Data listing —
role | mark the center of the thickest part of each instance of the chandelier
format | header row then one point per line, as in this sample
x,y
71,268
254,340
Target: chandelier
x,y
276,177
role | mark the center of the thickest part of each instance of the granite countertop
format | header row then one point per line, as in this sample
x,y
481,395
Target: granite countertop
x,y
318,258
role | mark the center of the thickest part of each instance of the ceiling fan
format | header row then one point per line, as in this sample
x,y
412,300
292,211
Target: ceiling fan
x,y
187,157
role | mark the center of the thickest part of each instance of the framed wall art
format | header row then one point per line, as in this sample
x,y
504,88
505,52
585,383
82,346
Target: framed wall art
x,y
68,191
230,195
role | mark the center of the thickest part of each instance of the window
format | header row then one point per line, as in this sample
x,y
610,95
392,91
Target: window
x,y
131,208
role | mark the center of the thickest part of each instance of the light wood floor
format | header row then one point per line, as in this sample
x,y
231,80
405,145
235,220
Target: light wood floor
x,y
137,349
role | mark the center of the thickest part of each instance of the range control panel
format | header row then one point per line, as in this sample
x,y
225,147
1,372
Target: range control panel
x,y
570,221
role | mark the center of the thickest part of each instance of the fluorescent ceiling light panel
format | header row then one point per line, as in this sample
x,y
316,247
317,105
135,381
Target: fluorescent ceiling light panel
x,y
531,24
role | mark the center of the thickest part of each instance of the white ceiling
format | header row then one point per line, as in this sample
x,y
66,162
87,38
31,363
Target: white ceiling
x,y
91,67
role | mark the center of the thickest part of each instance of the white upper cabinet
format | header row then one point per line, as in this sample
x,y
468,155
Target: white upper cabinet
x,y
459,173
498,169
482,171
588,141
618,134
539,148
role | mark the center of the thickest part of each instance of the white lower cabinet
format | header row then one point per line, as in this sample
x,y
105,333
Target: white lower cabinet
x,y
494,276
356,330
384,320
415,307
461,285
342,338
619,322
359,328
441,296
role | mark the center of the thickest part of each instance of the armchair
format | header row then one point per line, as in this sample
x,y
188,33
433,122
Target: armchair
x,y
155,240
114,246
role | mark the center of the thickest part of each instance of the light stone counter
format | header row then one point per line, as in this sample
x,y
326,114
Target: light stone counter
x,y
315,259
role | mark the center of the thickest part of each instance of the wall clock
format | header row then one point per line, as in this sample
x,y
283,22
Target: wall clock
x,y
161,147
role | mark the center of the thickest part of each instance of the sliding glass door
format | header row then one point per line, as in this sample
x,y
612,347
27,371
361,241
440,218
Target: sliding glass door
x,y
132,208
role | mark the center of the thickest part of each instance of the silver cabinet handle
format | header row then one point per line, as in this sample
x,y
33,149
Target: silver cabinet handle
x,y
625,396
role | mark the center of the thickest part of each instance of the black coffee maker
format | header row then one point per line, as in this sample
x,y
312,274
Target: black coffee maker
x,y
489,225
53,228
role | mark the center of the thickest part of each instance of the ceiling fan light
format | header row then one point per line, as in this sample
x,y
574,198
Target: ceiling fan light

Directions for this task — Please write out the material again, starting at the line that contains "the silver cabinet handle" and ending at the last line of the material, with both of those lines included. Shift every x and y coordinate in the answers by -20, and leave the requests and their sample points as they are.

Output for this exercise —
role | mark the center of the thickest part of each instance of the silver cabinet handle
format | header row then one point per line, as in this sample
x,y
33,149
Target: silver cabinet handle
x,y
605,376
role | mark the center of the thickest part of each instance of the black coffee maker
format | header row then one point per line, as in this sample
x,y
312,274
Target: black coffee maker
x,y
469,205
33,208
role | mark the center of the thickest part of each instance of the ceiling fan light
format | header row then one point per line, as in this sample
x,y
574,198
Target: ceiling fan light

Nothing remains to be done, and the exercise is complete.